▸ Passage shown:
[Begin]
EERmm, how much help is two hobbits, and a gnome in loading a body on a cart? Riiight. So bump! bump! bump! he drags it downstairs, and this fellow takes pity to help him load it.
"'Cor, guv'nor, whotcha got in there? A body?" Asks the unsuspecting dolt.
"Well, since we are stuck here for the duration, we thought we'd store some of our unnecessary supplies, like cookware and whatnot."
"Right." the helpful, and surprising insightful fellow goes on about his business.
A cat gets very interested in it, and tries to get into it. Surprisingly,  he has an uneventful trip back to the chosen spot, and stores the chest. Boy, is somebody gonna be surprised if they open that thing up!
Well, he comes back, and the moment of truth is upon us. Celwn, brave soul, dares the first potion. Then Billen, and I try it. We go invisible. The cleric who summoned them drinks last. Boy, with his faith, you wonder that he became one!
Well, now we are invisible, and we make our way silently to the temple and that column of fire.  We go around to the side door. It's locked, but not for very long. I open it in jig time. 
"Ta da!" Lord, what am I doing here? I sure don't wanna be HERE, of all places, HERE!? Oh, well, I said I would have to handle this thing, didn't I? Sheesh.
We-ell, we get to the room, and it has footprints everywhere, and that pillar of fire is bigger than ever, having crumbled the roof as it got taller.
The priest moves into the center, mumbles to himself, and gestures at the fire. It's still there. He scratches his head, mumbles some more, and gestures at the fire. It flickers, but its still there. Repeat. Repeat. Repeat. Then he smacks himself on the forehead, yells "Of course!" mumbles some more, sprinkles holy water around. Then he mumbles and gestures, and a whole lot of flickering goes on. He mumbles louder, gestures and the flames goe out! Just in time, too.
A tiefling comes prancing in, looks around, and can be heard to say "Either they left in a hurry, or they are still here, somewhere. I must get Alpha and Omega." Yowsers! We left in a hurry then!
Guess who we met on our wild scramble back to the Happy Hobbit. Go on, guess. Yep, none other than old spooky-ugly-Mr. Monstrosity himself. Luckily, he either didn't  notice us, or couldn't see us. Either way, we were sure lucky, and don't you know, we really appreciated it!
Well, now we were back to square one, we were stuck in town, but no longer in a smelly room. Unfortunately, plans out of town were Very fragrant: THE SEWERS! The invisibility potions were still going strong, so we loaded up, and headed out of town, via the sewers. Oh, joy.
We got to the entry point, and found it a fairly busy spot. There were a few abandoned buildings that made a nice distraction, once they were set on fire. We got out (I used my riding dog. I'm not a great swimmer). UUUUUUggggghhhhh! The smell was horribly hideous! I thought I was going to have to bathe for a week. As we were climbing out of the river, one of the dogs disappeared. We cleared out, fast. I decided a bath could wait.
[End]
▸ Input records:
[Begin]
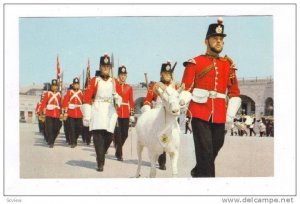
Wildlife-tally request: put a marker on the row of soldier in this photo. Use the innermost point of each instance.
(53, 113)
(207, 81)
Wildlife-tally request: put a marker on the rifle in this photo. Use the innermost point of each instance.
(146, 80)
(113, 80)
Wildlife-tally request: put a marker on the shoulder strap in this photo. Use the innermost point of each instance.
(206, 70)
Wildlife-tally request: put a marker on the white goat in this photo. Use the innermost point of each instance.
(158, 129)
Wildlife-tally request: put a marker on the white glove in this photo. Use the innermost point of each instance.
(228, 125)
(234, 104)
(132, 119)
(86, 110)
(118, 99)
(86, 123)
(145, 108)
(184, 98)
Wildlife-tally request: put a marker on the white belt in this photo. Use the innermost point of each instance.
(73, 106)
(52, 107)
(104, 99)
(201, 95)
(214, 94)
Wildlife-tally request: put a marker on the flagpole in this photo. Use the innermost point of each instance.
(83, 79)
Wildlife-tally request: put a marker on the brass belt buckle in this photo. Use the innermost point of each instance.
(213, 94)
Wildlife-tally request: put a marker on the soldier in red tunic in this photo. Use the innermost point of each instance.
(125, 111)
(40, 119)
(71, 109)
(151, 100)
(99, 111)
(211, 79)
(51, 108)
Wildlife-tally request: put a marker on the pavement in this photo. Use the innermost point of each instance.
(240, 157)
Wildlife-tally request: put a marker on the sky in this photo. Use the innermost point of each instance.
(140, 43)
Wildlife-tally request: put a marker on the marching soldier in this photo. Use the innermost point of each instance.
(99, 109)
(208, 77)
(125, 112)
(51, 108)
(166, 77)
(39, 116)
(71, 109)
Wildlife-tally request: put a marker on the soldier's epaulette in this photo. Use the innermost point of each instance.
(190, 61)
(226, 58)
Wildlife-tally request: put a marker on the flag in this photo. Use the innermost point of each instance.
(57, 69)
(88, 75)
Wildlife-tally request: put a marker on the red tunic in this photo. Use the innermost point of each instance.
(220, 78)
(51, 99)
(91, 91)
(72, 102)
(37, 108)
(151, 96)
(127, 107)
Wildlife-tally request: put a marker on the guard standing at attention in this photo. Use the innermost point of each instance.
(211, 78)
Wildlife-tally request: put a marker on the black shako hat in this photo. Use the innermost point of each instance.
(122, 70)
(105, 60)
(216, 29)
(166, 67)
(97, 73)
(54, 82)
(76, 80)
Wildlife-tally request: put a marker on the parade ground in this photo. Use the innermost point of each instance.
(240, 157)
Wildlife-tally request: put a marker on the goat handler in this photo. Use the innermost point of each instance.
(166, 77)
(99, 111)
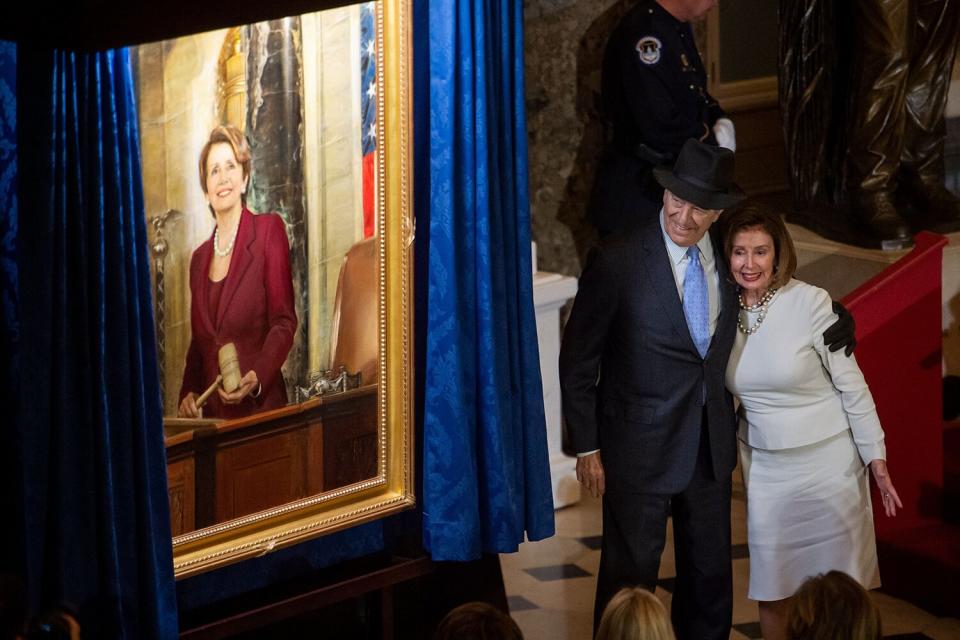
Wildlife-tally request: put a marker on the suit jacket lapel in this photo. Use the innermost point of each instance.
(239, 263)
(657, 261)
(727, 293)
(201, 280)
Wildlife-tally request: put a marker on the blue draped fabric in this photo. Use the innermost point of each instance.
(486, 478)
(10, 564)
(89, 426)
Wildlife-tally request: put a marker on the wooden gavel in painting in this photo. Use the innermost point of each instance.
(229, 373)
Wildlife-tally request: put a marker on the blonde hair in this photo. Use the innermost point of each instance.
(832, 606)
(232, 136)
(635, 614)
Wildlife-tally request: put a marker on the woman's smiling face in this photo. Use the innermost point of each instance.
(752, 259)
(225, 179)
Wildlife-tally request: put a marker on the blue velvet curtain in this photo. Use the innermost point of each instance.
(10, 565)
(88, 425)
(486, 478)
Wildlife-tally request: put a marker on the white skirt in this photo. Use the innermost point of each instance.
(808, 512)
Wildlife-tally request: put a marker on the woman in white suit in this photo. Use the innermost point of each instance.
(808, 426)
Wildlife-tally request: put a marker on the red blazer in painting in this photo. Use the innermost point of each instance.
(255, 312)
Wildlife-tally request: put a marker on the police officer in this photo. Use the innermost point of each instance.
(654, 99)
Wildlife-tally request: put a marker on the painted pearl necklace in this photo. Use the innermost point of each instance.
(216, 242)
(760, 306)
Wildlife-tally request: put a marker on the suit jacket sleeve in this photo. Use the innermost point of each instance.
(193, 365)
(282, 317)
(581, 350)
(652, 100)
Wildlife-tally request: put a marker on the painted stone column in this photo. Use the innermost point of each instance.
(274, 126)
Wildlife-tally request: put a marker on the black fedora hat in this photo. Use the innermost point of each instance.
(702, 175)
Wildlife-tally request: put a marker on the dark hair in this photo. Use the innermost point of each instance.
(477, 621)
(228, 134)
(832, 606)
(753, 216)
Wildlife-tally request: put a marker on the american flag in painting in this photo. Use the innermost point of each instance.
(368, 110)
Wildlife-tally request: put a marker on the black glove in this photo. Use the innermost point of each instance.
(841, 334)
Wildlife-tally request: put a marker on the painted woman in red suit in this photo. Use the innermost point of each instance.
(240, 290)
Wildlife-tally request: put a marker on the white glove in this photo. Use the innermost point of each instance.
(725, 133)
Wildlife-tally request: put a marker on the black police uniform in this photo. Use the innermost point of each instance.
(654, 98)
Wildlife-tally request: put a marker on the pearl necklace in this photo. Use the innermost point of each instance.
(216, 242)
(760, 306)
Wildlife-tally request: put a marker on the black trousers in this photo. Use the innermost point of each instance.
(634, 534)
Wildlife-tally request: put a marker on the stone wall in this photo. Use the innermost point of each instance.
(564, 51)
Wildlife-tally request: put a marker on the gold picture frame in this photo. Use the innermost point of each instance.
(391, 488)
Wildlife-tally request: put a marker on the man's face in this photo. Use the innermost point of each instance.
(684, 221)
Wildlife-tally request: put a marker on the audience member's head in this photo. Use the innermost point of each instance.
(57, 623)
(832, 606)
(635, 614)
(477, 621)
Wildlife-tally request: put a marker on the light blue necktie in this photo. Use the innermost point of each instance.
(696, 306)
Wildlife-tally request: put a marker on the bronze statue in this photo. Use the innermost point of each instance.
(864, 116)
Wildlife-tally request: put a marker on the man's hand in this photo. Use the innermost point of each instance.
(842, 333)
(590, 474)
(725, 134)
(248, 384)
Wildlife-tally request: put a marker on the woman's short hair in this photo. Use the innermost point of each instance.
(832, 606)
(241, 150)
(477, 621)
(635, 614)
(753, 216)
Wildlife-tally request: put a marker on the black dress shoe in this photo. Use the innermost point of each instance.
(940, 208)
(882, 220)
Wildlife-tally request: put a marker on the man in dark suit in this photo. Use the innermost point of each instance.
(654, 93)
(642, 369)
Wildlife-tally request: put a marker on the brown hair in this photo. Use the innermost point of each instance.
(635, 614)
(477, 621)
(752, 216)
(832, 606)
(241, 150)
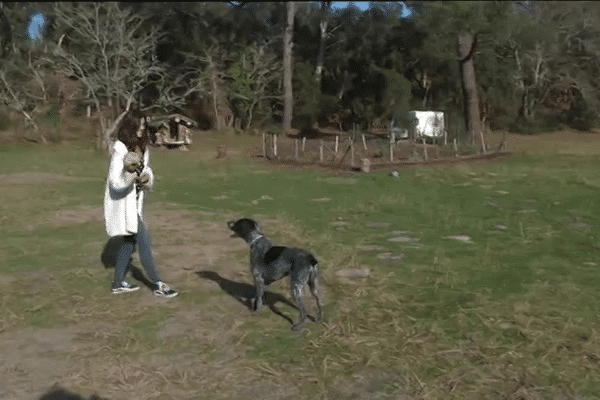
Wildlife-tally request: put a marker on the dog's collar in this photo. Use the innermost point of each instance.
(254, 240)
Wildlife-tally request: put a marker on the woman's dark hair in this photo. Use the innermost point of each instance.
(129, 128)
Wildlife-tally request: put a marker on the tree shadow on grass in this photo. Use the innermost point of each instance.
(58, 393)
(244, 293)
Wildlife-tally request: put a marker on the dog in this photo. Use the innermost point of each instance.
(270, 263)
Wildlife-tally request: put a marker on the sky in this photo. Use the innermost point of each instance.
(37, 21)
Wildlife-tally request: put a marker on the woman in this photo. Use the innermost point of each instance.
(129, 176)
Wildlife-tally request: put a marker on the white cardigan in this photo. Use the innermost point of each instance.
(120, 207)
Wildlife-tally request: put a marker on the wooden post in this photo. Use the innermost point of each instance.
(366, 167)
(392, 140)
(320, 150)
(482, 139)
(351, 152)
(483, 142)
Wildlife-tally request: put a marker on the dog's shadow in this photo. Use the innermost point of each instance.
(245, 293)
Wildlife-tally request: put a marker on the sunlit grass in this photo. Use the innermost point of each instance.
(515, 309)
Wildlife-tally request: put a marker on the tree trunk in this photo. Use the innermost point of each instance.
(467, 43)
(288, 100)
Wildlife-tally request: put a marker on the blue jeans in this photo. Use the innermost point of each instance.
(119, 249)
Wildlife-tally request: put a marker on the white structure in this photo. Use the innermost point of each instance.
(428, 123)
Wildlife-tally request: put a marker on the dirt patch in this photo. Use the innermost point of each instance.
(36, 178)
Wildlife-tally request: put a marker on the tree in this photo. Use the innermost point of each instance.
(104, 47)
(249, 78)
(287, 67)
(466, 22)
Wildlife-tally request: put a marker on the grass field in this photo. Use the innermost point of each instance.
(483, 280)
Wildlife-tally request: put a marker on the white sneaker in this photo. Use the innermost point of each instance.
(164, 290)
(124, 287)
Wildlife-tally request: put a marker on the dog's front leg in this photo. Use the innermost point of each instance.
(260, 288)
(297, 297)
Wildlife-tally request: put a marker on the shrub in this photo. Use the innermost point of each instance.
(4, 121)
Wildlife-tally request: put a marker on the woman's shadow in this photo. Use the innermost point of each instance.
(245, 293)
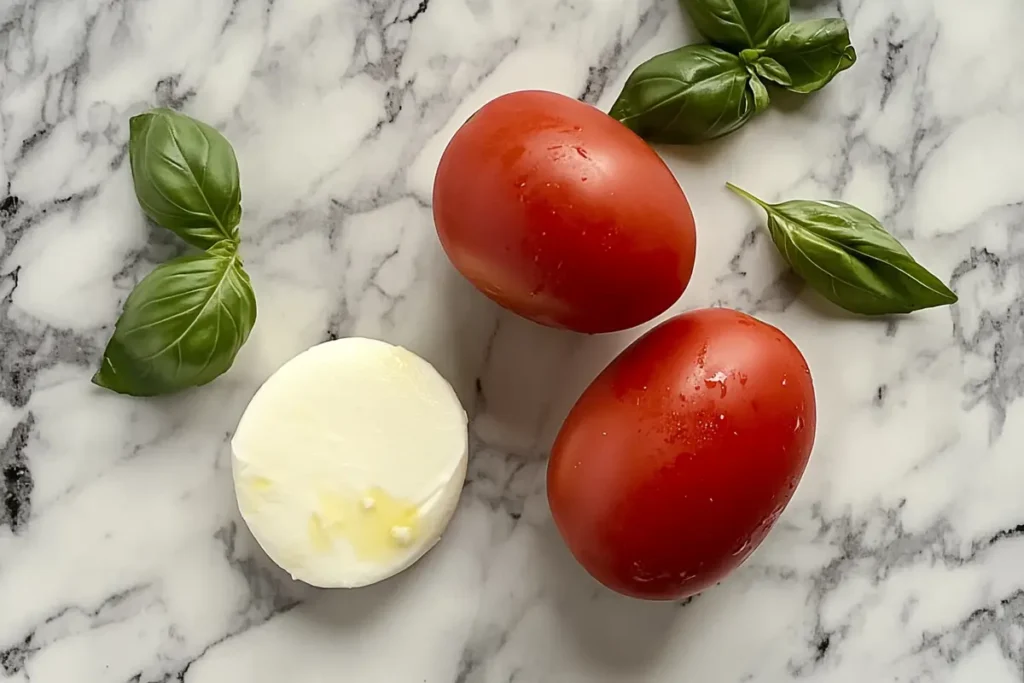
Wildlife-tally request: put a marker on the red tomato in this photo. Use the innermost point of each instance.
(563, 215)
(676, 462)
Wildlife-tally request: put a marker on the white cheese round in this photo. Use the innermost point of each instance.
(349, 461)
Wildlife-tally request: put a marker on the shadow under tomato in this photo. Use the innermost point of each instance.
(619, 634)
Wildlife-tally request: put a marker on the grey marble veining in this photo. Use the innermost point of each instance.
(122, 555)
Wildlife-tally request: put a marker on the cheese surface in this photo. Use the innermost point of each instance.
(349, 461)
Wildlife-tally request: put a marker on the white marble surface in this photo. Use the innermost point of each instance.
(122, 558)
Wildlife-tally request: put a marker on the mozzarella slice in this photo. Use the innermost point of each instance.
(349, 461)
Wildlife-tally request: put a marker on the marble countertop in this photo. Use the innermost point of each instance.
(122, 555)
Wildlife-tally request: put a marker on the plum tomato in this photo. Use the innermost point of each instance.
(678, 459)
(561, 214)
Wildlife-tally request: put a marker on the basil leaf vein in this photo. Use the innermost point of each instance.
(185, 176)
(737, 24)
(848, 256)
(182, 326)
(811, 52)
(694, 93)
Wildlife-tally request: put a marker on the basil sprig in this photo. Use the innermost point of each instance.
(186, 177)
(183, 325)
(848, 257)
(695, 93)
(737, 24)
(700, 92)
(811, 53)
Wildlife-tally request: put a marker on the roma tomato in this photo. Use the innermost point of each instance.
(678, 459)
(563, 215)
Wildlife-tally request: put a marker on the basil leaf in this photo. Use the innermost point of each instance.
(812, 52)
(692, 94)
(846, 255)
(181, 327)
(737, 24)
(186, 177)
(761, 99)
(771, 70)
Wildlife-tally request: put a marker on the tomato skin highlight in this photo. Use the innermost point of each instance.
(561, 214)
(678, 459)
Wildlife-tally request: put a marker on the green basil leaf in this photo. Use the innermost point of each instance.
(186, 177)
(846, 255)
(771, 70)
(692, 94)
(181, 327)
(761, 99)
(812, 52)
(737, 24)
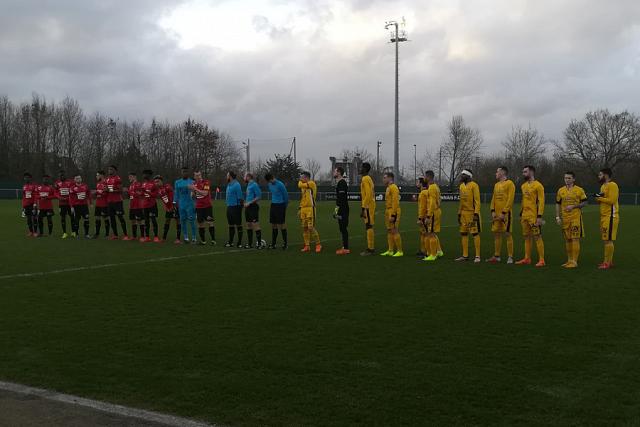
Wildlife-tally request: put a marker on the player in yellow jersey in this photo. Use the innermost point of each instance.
(392, 216)
(504, 192)
(531, 216)
(308, 212)
(609, 215)
(367, 193)
(569, 203)
(469, 215)
(432, 218)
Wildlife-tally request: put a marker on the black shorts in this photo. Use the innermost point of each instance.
(102, 211)
(234, 215)
(45, 213)
(115, 208)
(81, 211)
(204, 214)
(252, 213)
(65, 210)
(151, 212)
(277, 213)
(136, 214)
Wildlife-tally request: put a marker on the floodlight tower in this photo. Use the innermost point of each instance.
(398, 34)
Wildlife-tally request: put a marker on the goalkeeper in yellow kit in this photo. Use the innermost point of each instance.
(367, 193)
(307, 213)
(609, 215)
(569, 203)
(392, 216)
(531, 216)
(504, 192)
(469, 215)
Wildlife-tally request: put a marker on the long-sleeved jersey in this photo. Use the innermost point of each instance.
(469, 197)
(503, 195)
(609, 200)
(392, 199)
(367, 192)
(342, 193)
(309, 191)
(532, 200)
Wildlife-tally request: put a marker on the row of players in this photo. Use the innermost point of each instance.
(191, 201)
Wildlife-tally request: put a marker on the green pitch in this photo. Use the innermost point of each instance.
(282, 338)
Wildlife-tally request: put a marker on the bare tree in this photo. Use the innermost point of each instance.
(524, 145)
(460, 148)
(601, 139)
(313, 167)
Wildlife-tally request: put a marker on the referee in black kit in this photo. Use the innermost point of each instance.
(341, 212)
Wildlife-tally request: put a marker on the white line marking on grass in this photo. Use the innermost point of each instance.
(109, 408)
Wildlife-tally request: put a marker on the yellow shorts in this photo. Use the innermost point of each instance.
(432, 224)
(529, 227)
(388, 220)
(609, 228)
(369, 216)
(503, 226)
(572, 229)
(307, 217)
(470, 223)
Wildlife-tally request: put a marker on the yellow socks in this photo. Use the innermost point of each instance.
(510, 245)
(608, 252)
(497, 243)
(370, 239)
(540, 248)
(398, 242)
(527, 248)
(465, 245)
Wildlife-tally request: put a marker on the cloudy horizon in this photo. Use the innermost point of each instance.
(323, 70)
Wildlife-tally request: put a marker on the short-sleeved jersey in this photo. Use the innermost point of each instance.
(165, 194)
(101, 194)
(253, 192)
(503, 195)
(367, 192)
(532, 200)
(114, 188)
(392, 198)
(423, 204)
(469, 197)
(45, 195)
(203, 200)
(609, 200)
(135, 195)
(80, 194)
(149, 194)
(309, 192)
(434, 199)
(62, 188)
(28, 195)
(570, 197)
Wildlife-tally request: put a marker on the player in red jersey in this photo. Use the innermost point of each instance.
(45, 193)
(29, 204)
(135, 207)
(62, 186)
(165, 194)
(101, 211)
(79, 199)
(114, 199)
(204, 208)
(150, 205)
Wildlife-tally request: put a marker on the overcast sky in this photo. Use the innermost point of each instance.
(322, 70)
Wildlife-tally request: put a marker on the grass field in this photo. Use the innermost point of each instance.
(281, 338)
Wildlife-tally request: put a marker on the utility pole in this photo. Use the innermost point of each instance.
(396, 38)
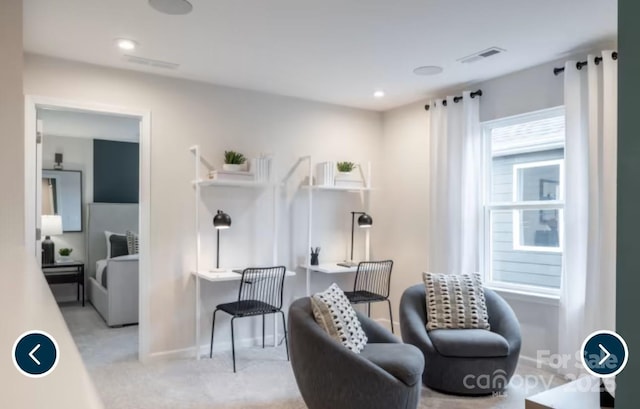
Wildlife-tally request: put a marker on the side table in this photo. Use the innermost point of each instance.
(70, 272)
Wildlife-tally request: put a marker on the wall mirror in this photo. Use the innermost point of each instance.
(62, 195)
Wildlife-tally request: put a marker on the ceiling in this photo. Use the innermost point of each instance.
(336, 51)
(81, 124)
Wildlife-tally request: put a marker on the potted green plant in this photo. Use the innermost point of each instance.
(346, 177)
(346, 167)
(65, 254)
(234, 161)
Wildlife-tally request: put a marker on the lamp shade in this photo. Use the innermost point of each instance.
(365, 221)
(221, 220)
(51, 225)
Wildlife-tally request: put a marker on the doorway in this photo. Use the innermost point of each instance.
(38, 112)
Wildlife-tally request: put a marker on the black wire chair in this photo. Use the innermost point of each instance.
(260, 294)
(372, 283)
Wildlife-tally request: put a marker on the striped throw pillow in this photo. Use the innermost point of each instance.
(132, 242)
(455, 301)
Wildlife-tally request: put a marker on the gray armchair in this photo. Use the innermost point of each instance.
(463, 361)
(386, 373)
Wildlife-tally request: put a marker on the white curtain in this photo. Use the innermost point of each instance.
(587, 301)
(455, 165)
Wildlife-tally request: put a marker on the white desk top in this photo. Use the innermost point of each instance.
(331, 268)
(26, 303)
(579, 394)
(227, 275)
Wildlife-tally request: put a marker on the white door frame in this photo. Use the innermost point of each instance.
(31, 104)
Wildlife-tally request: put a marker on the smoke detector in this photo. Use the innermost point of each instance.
(151, 63)
(481, 55)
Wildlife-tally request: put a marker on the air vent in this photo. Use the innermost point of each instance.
(481, 55)
(151, 63)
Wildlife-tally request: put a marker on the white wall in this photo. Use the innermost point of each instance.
(77, 155)
(406, 154)
(185, 113)
(11, 125)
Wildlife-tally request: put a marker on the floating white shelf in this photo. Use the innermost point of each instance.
(339, 188)
(231, 183)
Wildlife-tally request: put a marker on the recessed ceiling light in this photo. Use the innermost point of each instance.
(173, 7)
(125, 44)
(428, 70)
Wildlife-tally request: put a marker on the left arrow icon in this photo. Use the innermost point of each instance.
(32, 356)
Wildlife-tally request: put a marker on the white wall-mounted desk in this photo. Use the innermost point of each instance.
(330, 268)
(220, 277)
(326, 268)
(226, 275)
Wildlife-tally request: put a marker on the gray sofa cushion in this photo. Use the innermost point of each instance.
(469, 343)
(402, 361)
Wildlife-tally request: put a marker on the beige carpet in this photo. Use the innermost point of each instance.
(264, 379)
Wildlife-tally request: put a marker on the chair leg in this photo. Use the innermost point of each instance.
(390, 316)
(286, 339)
(213, 325)
(233, 347)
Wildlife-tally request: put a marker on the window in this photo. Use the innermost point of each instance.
(523, 201)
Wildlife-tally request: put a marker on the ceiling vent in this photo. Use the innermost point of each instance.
(481, 55)
(151, 63)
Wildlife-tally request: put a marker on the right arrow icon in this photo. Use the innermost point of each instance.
(607, 354)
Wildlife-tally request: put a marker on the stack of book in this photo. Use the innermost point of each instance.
(261, 168)
(325, 173)
(238, 176)
(348, 180)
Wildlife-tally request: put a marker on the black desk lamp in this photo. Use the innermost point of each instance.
(364, 221)
(220, 221)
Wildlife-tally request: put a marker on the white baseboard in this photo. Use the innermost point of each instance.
(218, 346)
(536, 363)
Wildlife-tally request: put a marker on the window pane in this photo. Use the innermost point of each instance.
(534, 177)
(538, 182)
(537, 228)
(511, 265)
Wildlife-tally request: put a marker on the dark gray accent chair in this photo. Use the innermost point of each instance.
(385, 375)
(463, 361)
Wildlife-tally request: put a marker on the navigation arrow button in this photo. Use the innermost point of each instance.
(606, 354)
(37, 347)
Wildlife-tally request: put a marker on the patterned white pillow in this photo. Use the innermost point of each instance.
(132, 242)
(334, 313)
(455, 301)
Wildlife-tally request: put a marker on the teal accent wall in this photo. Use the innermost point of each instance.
(628, 258)
(115, 171)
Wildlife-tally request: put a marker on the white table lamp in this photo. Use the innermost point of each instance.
(51, 226)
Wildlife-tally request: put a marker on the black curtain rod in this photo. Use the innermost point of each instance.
(581, 64)
(457, 99)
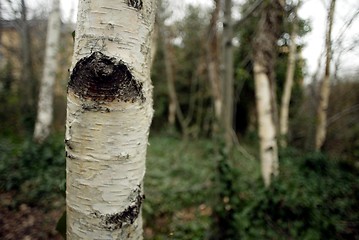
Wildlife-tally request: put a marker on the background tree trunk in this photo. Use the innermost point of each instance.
(214, 62)
(288, 85)
(45, 102)
(109, 111)
(264, 75)
(325, 85)
(227, 86)
(27, 87)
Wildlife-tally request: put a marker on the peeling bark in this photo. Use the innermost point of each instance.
(45, 103)
(264, 78)
(109, 111)
(322, 111)
(284, 110)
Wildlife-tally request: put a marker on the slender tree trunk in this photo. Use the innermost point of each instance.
(266, 126)
(173, 103)
(27, 87)
(263, 67)
(288, 85)
(45, 102)
(325, 86)
(109, 111)
(228, 74)
(214, 62)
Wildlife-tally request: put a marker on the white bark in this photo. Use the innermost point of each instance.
(321, 130)
(108, 117)
(228, 74)
(45, 103)
(288, 85)
(267, 129)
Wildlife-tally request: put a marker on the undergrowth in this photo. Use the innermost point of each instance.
(314, 197)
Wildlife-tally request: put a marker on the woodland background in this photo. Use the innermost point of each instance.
(195, 188)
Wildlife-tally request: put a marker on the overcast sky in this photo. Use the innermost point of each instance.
(315, 10)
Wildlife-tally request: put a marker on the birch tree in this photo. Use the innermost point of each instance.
(213, 59)
(109, 111)
(263, 67)
(45, 102)
(325, 85)
(288, 85)
(227, 87)
(27, 86)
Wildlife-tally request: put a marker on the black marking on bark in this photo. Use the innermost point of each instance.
(135, 4)
(102, 78)
(127, 216)
(269, 149)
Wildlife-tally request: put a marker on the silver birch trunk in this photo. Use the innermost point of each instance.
(264, 75)
(266, 125)
(109, 111)
(288, 85)
(214, 62)
(321, 130)
(227, 88)
(45, 102)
[End]
▸ Required actions:
1. Extract every line of the records that contains the string "yellow".
2. Continue the adventure recap from the point where it stops.
The records are unrelated to the adventure recap.

▸ Results by task:
1.
Wildlife-tally request: put a marker on the player in yellow jersey in this photo. Use the innermost point of each instance.
Wildlife-tally request: put a marker on the goalkeeper in yellow kit in this photo. Use the innermost point of each instance.
Wildlife-tally request: put a marker on the yellow shorts in this photo. Use the innermost point of each instance.
Wildlife-tally request: put a marker on the yellow socks in this photo. Use the innermost point of each instance.

2.
We found the halfling encampment, and talked to the old lady there. For one thing, all they could do for us is offer a bath. That we took with gratitude.
Once cleaned, we headed for the city we had brought the dogs from. We found a fighter school, and got two instructors  and three students. Oh, boy, send in the halfling army!


----------



## jasper (Feb 11, 2002)

Dudes! The Bard is Sick. He is the original Super Freak. Let me explain. No too long! Let me sum up! The big mayor pig has declared martial law. And there isn't no Jackie Chan or former late night show host around. First all we spend the night with Ember corpse. Hello DEAD HUMANS smell worst than wet hippies.

Dudes then they send the bard out to find a way to hide the body. And bard blows it he gets hassle everywhere by the pigs.  Finally he brings in the huge chest. And .
Dudes it sick.
It's awful.
They cram Ember the Smelly into the chest. And everyone lets the bard drag out the hall and down the stairs. Lucky the staff is dumber than house cats. One of the waiters helps load the chest into the wagon. He finds an empty warehouse and tosses the chest in.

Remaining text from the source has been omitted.